__DIE AUFGABENSTELLUNG__
a: Schreibe die Datensätze von der Zeile mit „[pin] white chalk“ bis einschließlich zum Ende der Datensätze neu ab und setze dabei „arrow tip“ anstelle von „arrowhead“ ein. Alles andere bleibt unverändert.
b: Führe den Artikel über die Finanzierung der Steuerreform im Anschluss an seinen letzten Satz weiter.

━━ ZITIERTER TEXT ━━

Finanzminister Löger
APA/Herbert Neubauer
Regierungspläne

Finanzierung der Steuerreform bleibt vage

Die gute Konjunktur spielt der Regierung für die Umsetzung der am Dienstag präsentierten Steuerreform in die Hände. Darauf basiert auch ein Großteil der geplanten Aktivitäten, die Entlastung großer Teile der arbeitenden Bevölkerung zu finanzieren. Kritiker der Reform sprechen von einem „ungedeckten Scheck“.

„Die Regierung muss darauf hoffen, dass die Konjunktur einigermaßen stabil bleibt“, ist auch der Chef des Instituts für Höhere Studien (IHS), Martin Kocher, überzeugt. Denn die ÖVP-FPÖ-Koalition will es bei dieser Steuerreform mit einem Volumen von gesamt 8,3 Mrd. Euro (inklusive Familienbonus und anderer bisher erfolgter Erleichterungen) anders machen und weder neue Schulden machen noch neue Steuern einführen. „Es ist eine ehrliche Reform, wir machen keine neuen Schulden (…)“, sagte ÖVP-Finanzminister Hartwig Löger bei der Präsentation.

Das Ziel der Regierung, die Abgabenquote Richtung 40 Prozent zu senken, sieht Kocher jedenfalls bis 2022 als realistisch an. Bundeskanzler Sebastian Kurz (ÖVP) rechnet mit positiven Auswirkungen der Reform auf den Konsum, der wiederum die Wirtschaft ankurble. Eine halbe Milliarde erwartet sich die Regierung aus diesem Effekt der „Selbstfinanzierung“. Mit Maßnahmen, die den Wirtschaftsstandort attraktiver gestalten sollen – wie etwa die geplante schrittweise Senkung der Körperschaftssteuer (KöSt) –, will die Regierung die Arbeitslosigkeit reduzieren.

„Ausgabendisziplin, strenger Budgetvollzug“

Die Heraufsetzung des tatsächlichen Pensionsalters soll ebenfalls eine Milliarde Euro pro Jahr bringen. Wie das Antrittsalter erhöht werden soll, ließ die Regierung aber offen. An der gesetzlichen Pensionsgrenze will die Koalition nicht rütteln. Auch in der Verwaltung solle eingespart werden. Kurz: „Es wird nur mehr jede dritte Planstelle nachbesetzt.“

Die Regierung setzt auf „Ausgabendisziplin, strengen Budgetvollzug sowie zusätzliche Einsparungen in der Verwaltung und bei Förderungen“, so ÖVP-Klubobmann August Wöginger. Zur Finanzierung der Entlastungen sind laut Regierung 2,2 Mrd. Euro im Finanzrahmen eingeplant, 1,8 Mrd. Euro sollen durch Budgetüberschüsse finanziert werden, 1,5 Mrd. Euro durch neue Einsparungen.

━━━
━━ DATENSÄTZE ━━

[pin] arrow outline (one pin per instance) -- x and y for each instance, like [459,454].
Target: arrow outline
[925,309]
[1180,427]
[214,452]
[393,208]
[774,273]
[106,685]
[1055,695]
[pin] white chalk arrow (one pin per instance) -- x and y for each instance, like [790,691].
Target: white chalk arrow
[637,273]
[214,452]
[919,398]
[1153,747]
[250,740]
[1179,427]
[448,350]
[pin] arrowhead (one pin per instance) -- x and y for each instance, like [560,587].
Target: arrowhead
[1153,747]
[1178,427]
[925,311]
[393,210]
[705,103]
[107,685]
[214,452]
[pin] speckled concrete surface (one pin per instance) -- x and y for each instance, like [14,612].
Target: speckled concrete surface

━━━

__LÖSUNGEN__
a:
[pin] white chalk arrow (one pin per instance) -- x and y for each instance, like [790,691].
Target: white chalk arrow
[637,273]
[214,452]
[919,398]
[1153,747]
[250,740]
[1179,427]
[448,350]
[pin] arrow tip (one pin per instance) -- x and y for each instance, like [560,587].
Target: arrow tip
[1153,747]
[1178,427]
[925,311]
[393,210]
[705,103]
[107,685]
[214,452]
[pin] speckled concrete surface (one pin per instance) -- x and y for each instance, like [14,612].
Target: speckled concrete surface

b:
Regierung präsentierte Steuerreform

Am Dienstag wurde die Steuerreform der Regierung präsentiert. Viele der darin enthaltenen Entlastungen greifen erst in den kommenden Jahren. Einige Fragen bleiben nach wie vor offen.

500 Mio. Euro zusätzliche Einnahmen geplant

500 Mio. Euro will die Regierung durch zusätzliche Einnahmen auftreiben. 120 Mio. Euro (40 Mio. pro Jahr) sollen über die fortgesetzte Valorisierung der Tabaksteuer lukriert werden. Diese wurde heuer erstmals ausgesetzt. Aus dem Digitalsteuerpaket erhofft sich Löger 200 Mio. Euro. Auch die Anschaffung klimaschädlicher Neuwagen soll teurer werden. Sowohl die Normverbrauchsabgabe (NoVA) als auch die motorbezogene Versicherungssteuer sollen dafür „aufkommensneutral“ umgestaltet werden. Weitere Schritte zur Ökologisierung des Steuersystems sollen laut Kurz bis zur nächsten Nationalratswahl, die regulär 2022 stattfindet, folgen.

IHS-Chef Kocher bezeichnete Vorhersagen zu den geplanten Gegenfinanzierungsmaßnahmen als schwierig, da sie zum Teil konjunkturabhängig seien. Auch Teile der Opposition vermissen eine klare Finanzierungsstrategie. Kurz verteidigte die Linie der Regierung in puncto Gegenfinanzierung: „Wenn ich jetzt darüber hinaus Details nenne, wird das die Opposition verdrehen, um monatelang Ängste zu schüren und das Land zu spalten.“

Nach eigenen Berechnungen des globalisierungskritischen Netzwerks ATTAC sei damit zu rechnen, dass jede Steuersenkung ohne Gegenfinanzierung wie etwa höhere Vermögenssteuern zu einem Abbau an öffentlichen Leistungen oder zu neuen Schulden führe. Es sei daher spätestens beim nächsten wirtschaftlichen Abschwung mit Kürzungen und Sozialabbau zu rechnen.

Kalte Progression bleibt vorerst

Bei der Finanzierung der Reform könnte der Regierung jedenfalls die – vorläufige – Beibehaltung der kalten Progression helfen. Beobachter, darunter auch der neoliberale Thinktank Agenda Austria, sind überzeugt, dass erst deren Abschaffung eine nachhaltige Entlastung der Steuerzahler und Steuerzahlerinnen brächte. Das Aus für die kalte Progression wurde zuletzt auf das Ende der Legislaturperiode verschoben und findet sich nun in den aktuellen Plänen der Regierung nicht mehr.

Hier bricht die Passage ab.